Mobile Hardware Maturity Means Big Opportunities for the Enterprise

Jan 12, 2017

Some key points to highlight about the current smartphone market to keep in mind as your company determines its mobility strategy [1]:

  • Handset shipment in 2016 increased by 0.6%. It’s slowest growth ever.

  • Smartphone sales continue, but year-over-year (YoY) growth has cratered. The global market is saturated.

  • Advances in hardware are becoming incremental.

  • People are holding on to their devices longer due to lengthier contracts with service providers, who are increasingly moving away from subsidies.

  • Advances in software and services though are booming.

Why is this important? As the hardware and connectivity platforms in the smartphone ecosystem mature and stabilise, all of the big new innovations are happening on the software and services side, specifically around cloud computing, AI, and voice interaction. Of course, innovations have always happened in software but the difference now is that we are looking at a period where companies can invest in using more advanced features without fear of them being made obsolete in 18 months by another new “standard” or completely deprecated. 

To put it another way, it's not just about AI and other hot tech of the day. It's about exploiting the tried-and-true smartphone technology that's already here and ready that can really move the needle on your business. 

In this new environment, enterprises can proceed more aggressively in investing in mobile workforce solutions knowing that the underlying hardware is not radically changing as it has for the last decade. This certainty allows solution providers to capture more and more performance the existing sensors, processing, and so forth from the existing technological mix.

**Record extracts:**
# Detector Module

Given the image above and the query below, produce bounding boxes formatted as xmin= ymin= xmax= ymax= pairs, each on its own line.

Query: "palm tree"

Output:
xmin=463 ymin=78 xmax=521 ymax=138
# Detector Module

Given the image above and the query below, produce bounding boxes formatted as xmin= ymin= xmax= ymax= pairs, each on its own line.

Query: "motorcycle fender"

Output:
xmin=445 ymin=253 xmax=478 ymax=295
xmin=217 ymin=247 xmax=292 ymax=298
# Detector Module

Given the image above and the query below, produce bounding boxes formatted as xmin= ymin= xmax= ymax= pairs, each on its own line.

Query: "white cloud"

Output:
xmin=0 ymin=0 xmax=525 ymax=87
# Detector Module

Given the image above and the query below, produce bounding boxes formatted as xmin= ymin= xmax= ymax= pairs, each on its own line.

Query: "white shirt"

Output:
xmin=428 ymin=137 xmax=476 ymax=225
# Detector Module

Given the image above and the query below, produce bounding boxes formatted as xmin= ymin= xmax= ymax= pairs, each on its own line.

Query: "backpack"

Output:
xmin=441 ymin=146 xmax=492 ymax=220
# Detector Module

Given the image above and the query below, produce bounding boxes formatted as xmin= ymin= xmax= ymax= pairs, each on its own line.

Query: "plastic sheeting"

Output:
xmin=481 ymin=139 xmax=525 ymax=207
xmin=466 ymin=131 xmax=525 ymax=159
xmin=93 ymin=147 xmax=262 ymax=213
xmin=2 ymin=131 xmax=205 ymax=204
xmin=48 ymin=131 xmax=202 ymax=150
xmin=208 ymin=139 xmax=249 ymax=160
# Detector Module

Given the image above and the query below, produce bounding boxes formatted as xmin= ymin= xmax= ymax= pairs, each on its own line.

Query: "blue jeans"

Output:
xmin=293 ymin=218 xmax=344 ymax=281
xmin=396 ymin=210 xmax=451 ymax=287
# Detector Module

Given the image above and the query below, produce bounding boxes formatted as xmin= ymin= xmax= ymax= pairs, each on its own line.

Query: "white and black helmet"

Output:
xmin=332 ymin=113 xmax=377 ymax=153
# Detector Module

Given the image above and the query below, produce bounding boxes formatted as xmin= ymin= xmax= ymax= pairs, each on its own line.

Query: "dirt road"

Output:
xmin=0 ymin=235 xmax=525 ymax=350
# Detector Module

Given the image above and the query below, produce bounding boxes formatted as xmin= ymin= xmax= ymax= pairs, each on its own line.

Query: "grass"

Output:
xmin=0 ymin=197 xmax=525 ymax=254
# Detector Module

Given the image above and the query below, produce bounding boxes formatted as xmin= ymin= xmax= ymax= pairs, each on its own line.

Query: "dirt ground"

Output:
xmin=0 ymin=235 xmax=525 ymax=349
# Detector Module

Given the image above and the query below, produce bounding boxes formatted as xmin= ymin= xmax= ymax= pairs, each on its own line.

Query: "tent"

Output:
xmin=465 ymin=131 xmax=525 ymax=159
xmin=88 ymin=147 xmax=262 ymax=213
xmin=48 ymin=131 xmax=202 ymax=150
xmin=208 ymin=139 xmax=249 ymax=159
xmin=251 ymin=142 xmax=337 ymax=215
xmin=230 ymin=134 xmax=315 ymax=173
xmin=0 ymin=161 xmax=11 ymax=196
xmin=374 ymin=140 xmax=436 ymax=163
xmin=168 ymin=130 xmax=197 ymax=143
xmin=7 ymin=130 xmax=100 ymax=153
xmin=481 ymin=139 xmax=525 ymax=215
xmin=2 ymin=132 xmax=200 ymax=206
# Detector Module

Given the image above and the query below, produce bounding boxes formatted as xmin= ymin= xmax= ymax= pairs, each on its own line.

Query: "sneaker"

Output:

* * *

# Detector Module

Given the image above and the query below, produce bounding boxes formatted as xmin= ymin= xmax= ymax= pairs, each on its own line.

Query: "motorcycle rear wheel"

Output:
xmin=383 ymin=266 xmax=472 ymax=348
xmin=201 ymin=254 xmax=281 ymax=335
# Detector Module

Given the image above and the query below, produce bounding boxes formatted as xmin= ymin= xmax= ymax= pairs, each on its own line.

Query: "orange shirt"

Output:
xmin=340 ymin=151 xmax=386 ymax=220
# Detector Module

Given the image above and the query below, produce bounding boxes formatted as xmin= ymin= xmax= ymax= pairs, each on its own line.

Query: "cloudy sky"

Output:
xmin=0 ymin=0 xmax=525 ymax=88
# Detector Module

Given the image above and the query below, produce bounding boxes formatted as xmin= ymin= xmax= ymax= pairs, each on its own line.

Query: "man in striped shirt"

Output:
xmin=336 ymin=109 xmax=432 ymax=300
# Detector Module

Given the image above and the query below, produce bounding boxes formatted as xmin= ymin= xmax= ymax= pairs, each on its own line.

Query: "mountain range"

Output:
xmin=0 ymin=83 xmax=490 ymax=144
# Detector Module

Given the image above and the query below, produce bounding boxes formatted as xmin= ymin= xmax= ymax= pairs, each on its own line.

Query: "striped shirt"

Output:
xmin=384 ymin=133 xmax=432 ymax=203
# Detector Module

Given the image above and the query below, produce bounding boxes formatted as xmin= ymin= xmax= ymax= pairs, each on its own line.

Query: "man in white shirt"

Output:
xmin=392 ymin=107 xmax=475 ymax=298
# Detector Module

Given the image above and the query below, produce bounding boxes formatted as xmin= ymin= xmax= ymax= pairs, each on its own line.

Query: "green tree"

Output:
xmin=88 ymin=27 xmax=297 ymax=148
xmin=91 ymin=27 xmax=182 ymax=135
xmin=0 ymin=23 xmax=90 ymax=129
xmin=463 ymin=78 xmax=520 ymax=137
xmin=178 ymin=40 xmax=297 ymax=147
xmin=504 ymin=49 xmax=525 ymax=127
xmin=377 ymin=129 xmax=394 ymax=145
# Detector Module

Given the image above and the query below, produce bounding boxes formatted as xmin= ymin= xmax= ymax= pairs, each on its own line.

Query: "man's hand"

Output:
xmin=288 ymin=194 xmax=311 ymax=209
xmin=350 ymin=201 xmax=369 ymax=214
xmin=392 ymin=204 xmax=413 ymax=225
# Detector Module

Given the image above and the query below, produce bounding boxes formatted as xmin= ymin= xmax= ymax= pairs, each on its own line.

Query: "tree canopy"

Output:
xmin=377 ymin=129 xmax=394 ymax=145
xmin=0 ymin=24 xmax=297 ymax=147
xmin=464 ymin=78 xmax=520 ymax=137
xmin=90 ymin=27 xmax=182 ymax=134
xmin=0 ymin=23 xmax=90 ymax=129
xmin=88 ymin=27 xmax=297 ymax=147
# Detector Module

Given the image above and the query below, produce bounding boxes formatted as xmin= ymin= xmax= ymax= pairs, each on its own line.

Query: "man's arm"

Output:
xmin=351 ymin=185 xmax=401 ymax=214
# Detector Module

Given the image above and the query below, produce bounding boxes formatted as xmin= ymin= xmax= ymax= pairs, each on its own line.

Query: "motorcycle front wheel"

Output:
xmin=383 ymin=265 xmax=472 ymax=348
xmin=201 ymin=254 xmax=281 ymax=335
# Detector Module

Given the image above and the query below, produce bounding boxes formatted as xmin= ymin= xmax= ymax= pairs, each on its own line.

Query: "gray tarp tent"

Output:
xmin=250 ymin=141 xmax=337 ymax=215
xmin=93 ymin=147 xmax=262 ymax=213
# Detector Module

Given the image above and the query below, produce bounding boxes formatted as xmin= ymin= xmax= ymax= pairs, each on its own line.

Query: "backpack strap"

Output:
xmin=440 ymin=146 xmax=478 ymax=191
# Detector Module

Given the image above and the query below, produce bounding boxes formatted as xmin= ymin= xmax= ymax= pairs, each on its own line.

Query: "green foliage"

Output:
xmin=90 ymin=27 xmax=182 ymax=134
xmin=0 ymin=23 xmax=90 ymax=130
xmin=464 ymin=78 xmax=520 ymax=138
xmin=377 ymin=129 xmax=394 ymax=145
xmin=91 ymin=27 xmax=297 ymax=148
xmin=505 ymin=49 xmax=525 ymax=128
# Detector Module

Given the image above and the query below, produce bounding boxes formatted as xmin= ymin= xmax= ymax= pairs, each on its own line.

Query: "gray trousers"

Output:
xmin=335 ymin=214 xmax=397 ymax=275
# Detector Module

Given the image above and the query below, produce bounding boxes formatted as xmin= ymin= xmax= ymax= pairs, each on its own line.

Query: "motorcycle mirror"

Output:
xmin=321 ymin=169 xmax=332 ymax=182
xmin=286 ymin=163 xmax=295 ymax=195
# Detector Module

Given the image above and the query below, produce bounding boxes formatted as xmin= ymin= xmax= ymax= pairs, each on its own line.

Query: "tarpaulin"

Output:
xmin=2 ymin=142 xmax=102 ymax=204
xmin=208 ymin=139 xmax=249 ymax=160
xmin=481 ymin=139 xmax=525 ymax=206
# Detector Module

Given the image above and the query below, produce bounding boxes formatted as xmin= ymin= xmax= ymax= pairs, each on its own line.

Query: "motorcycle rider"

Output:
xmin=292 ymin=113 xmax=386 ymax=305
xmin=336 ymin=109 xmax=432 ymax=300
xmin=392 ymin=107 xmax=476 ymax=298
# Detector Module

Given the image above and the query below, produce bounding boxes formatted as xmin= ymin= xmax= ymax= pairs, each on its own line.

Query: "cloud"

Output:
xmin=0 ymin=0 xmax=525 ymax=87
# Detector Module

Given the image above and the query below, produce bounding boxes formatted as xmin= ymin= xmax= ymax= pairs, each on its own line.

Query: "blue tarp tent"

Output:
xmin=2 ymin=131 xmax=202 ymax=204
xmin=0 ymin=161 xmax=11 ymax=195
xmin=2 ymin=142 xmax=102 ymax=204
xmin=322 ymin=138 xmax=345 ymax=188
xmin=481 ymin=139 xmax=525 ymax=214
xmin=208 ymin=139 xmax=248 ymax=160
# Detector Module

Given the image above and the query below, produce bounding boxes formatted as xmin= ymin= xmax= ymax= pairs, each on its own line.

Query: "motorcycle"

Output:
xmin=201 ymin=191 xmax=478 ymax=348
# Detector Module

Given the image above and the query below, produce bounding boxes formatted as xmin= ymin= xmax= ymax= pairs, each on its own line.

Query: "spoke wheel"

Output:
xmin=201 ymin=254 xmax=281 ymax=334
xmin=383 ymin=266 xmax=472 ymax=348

* * *

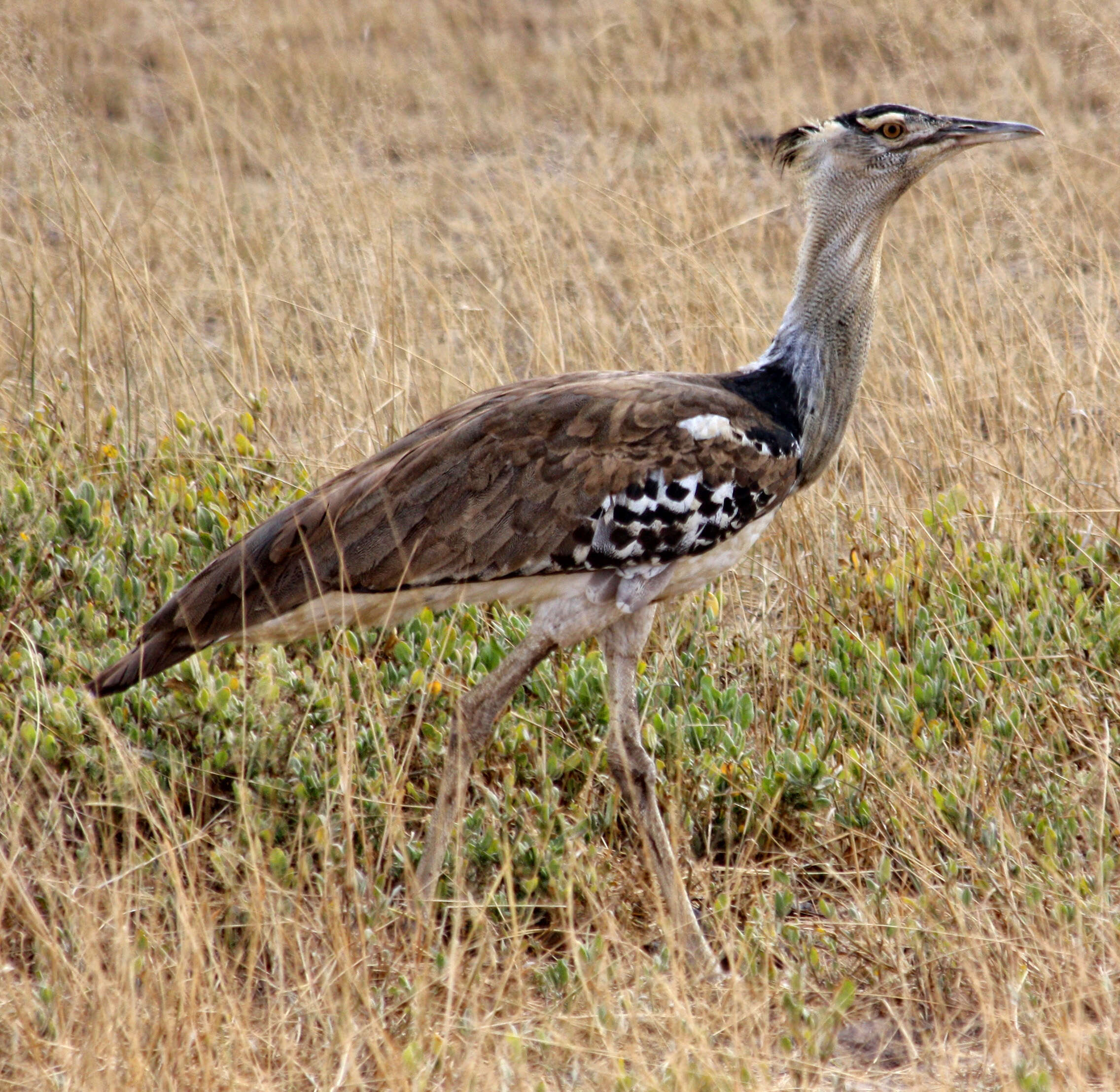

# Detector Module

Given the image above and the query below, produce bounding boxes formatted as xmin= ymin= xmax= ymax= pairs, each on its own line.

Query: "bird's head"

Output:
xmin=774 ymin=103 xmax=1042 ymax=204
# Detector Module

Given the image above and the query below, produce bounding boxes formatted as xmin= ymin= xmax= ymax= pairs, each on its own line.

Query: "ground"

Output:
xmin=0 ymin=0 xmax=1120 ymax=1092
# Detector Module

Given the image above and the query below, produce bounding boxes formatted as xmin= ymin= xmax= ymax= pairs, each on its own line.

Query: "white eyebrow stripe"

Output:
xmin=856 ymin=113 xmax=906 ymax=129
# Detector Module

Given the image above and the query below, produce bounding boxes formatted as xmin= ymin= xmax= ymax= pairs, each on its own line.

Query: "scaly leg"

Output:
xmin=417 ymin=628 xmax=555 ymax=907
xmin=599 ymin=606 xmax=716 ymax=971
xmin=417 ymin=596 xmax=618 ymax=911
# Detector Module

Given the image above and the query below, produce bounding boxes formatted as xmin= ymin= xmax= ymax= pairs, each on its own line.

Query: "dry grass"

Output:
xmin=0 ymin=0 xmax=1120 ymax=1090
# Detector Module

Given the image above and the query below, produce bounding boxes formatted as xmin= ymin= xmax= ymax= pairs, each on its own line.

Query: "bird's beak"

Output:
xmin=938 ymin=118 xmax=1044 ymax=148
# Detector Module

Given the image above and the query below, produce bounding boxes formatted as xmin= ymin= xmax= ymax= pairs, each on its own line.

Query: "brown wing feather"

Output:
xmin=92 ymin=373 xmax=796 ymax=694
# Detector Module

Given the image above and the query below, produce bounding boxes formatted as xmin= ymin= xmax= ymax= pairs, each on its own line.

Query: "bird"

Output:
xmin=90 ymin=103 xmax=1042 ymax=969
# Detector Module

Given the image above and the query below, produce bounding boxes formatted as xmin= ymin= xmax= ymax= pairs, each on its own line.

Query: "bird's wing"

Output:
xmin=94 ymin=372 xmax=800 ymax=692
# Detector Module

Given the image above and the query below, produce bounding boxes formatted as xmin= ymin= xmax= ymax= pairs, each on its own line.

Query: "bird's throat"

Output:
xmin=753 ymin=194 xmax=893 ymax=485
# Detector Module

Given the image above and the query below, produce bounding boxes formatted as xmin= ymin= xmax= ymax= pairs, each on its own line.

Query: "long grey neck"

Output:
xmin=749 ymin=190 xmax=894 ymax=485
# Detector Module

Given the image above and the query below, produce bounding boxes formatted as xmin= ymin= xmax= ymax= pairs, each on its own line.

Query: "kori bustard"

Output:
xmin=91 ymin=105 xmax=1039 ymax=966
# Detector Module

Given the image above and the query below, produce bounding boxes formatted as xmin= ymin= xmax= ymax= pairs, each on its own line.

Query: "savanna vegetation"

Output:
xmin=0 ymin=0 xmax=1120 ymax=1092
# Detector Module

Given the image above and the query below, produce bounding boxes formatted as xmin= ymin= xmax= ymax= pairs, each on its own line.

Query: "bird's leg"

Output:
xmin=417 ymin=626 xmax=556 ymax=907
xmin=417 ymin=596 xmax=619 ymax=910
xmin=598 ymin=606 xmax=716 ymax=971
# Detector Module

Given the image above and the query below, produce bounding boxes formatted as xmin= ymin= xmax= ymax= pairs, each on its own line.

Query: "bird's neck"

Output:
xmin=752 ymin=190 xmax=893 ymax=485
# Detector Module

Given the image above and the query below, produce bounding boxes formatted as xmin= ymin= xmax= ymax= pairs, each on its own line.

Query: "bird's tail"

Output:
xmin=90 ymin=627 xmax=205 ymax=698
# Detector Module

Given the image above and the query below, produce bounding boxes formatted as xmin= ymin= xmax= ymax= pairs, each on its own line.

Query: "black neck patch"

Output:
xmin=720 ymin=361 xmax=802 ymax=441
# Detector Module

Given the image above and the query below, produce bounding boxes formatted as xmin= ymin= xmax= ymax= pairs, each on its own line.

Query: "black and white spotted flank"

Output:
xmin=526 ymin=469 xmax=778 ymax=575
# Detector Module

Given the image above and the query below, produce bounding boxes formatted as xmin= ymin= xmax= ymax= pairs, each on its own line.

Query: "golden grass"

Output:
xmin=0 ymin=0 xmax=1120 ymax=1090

**Written task:**
Please copy the passage of the article on mobile hardware maturity starting at "Why is this" and ending at "on your business.". The material above has no connection to the article on mobile hardware maturity.

**Output below:**
Why is this important? As the hardware and connectivity platforms in the smartphone ecosystem mature and stabilise, all of the big new innovations are happening on the software and services side, specifically around cloud computing, AI, and voice interaction. Of course, innovations have always happened in software but the difference now is that we are looking at a period where companies can invest in using more advanced features without fear of them being made obsolete in 18 months by another new “standard” or completely deprecated. 

To put it another way, it's not just about AI and other hot tech of the day. It's about exploiting the tried-and-true smartphone technology that's already here and ready that can really move the needle on your business.